*WHAT IS ASKED*:
Please print every line from the one containing "the man's eye" through the last line of the records below, exactly as written and nothing more.

*GIVEN INFORMATION*:

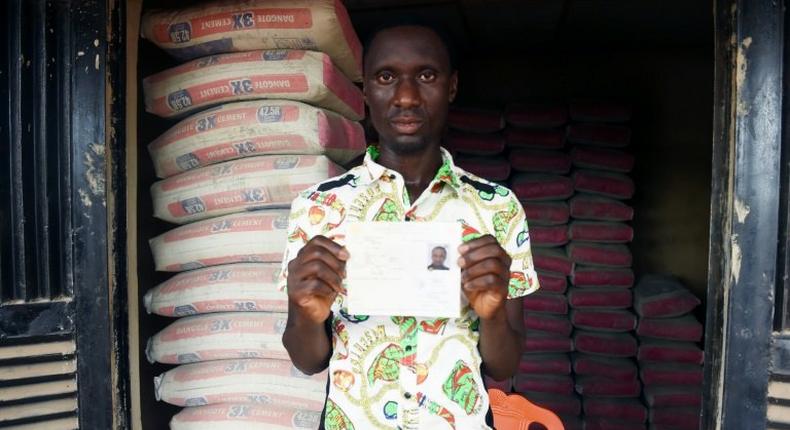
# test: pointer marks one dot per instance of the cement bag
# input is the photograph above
(268, 181)
(232, 26)
(252, 380)
(491, 168)
(248, 287)
(235, 416)
(475, 120)
(305, 76)
(258, 236)
(228, 335)
(262, 127)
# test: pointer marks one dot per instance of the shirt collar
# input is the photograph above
(448, 172)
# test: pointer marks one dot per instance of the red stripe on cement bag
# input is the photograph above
(601, 277)
(596, 386)
(614, 185)
(557, 403)
(602, 159)
(258, 236)
(671, 374)
(600, 423)
(596, 208)
(536, 116)
(667, 351)
(548, 213)
(249, 287)
(493, 169)
(621, 369)
(546, 303)
(593, 254)
(262, 381)
(475, 120)
(600, 298)
(231, 26)
(235, 416)
(606, 344)
(599, 111)
(475, 144)
(246, 129)
(683, 418)
(661, 397)
(623, 409)
(552, 364)
(557, 384)
(548, 235)
(525, 160)
(557, 324)
(304, 76)
(552, 260)
(540, 187)
(219, 336)
(604, 320)
(538, 342)
(612, 136)
(268, 181)
(604, 232)
(552, 283)
(534, 139)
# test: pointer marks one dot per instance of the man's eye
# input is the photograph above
(427, 76)
(386, 77)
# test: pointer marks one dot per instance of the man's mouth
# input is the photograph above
(406, 125)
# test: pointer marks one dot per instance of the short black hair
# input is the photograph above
(411, 21)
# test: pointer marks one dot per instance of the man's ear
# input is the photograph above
(453, 85)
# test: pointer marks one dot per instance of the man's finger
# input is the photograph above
(490, 250)
(490, 281)
(317, 252)
(476, 243)
(333, 247)
(317, 269)
(490, 265)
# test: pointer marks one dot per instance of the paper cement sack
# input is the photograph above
(306, 76)
(250, 287)
(258, 236)
(268, 181)
(262, 127)
(234, 416)
(252, 380)
(219, 336)
(233, 25)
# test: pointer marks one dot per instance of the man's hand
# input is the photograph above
(485, 275)
(315, 278)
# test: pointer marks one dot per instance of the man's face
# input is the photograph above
(409, 85)
(438, 255)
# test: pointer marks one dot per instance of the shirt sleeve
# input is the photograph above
(523, 277)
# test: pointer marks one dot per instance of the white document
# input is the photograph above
(404, 269)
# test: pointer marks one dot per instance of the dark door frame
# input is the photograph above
(745, 228)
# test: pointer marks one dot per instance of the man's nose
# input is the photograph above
(407, 94)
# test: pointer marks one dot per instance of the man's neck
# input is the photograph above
(418, 168)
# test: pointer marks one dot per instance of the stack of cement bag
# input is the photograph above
(536, 141)
(267, 108)
(670, 359)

*ANSWER TO THIS EXERCISE*:
# test: pointer marks one dot per instance of the man's eye
# input is the photograph above
(427, 76)
(386, 77)
# test: pointer marks one dot per instance of the man's mouth
# input is the photograph above
(406, 125)
# test: pointer marks one dot per instance of the short black hair
# input is the photograph above
(411, 21)
# test: pointer marks one dot per instance of the man's ear
# input is the photograph above
(453, 85)
# test: pointer marks one dot per instance of the man's finger
# input is the photograph above
(490, 250)
(490, 281)
(317, 252)
(476, 243)
(333, 247)
(317, 269)
(490, 265)
# test: pointer marks one dot per instance of the paper cement sack
# input is the photograph above
(306, 76)
(250, 287)
(258, 236)
(268, 181)
(262, 127)
(234, 416)
(252, 380)
(219, 336)
(233, 25)
# test: pointer marks one dot per instance of the man's hand
# input is the photograph above
(485, 275)
(315, 278)
# test: pointer marks one dot per instance of the man's face
# input is the photograph above
(409, 85)
(438, 255)
# test: pointer marks one dot per instance of the shirt sleeve
# input is the photograph above
(523, 277)
# test: pointer marks one dot per instance of the white document
# input is the photograph above
(404, 269)
# test: pointer marks one dot per instance of the dark door frame
# input is the photograph above
(745, 228)
# test: pointer marks one dot per instance of the man's nose
# input is the photograph above
(407, 94)
# test: pointer marks one dot per instance of the man's neck
# input is the photograph above
(418, 168)
# test: pointer marks one dot per instance of the stack of cement bag
# input is the photograph above
(536, 141)
(267, 108)
(670, 359)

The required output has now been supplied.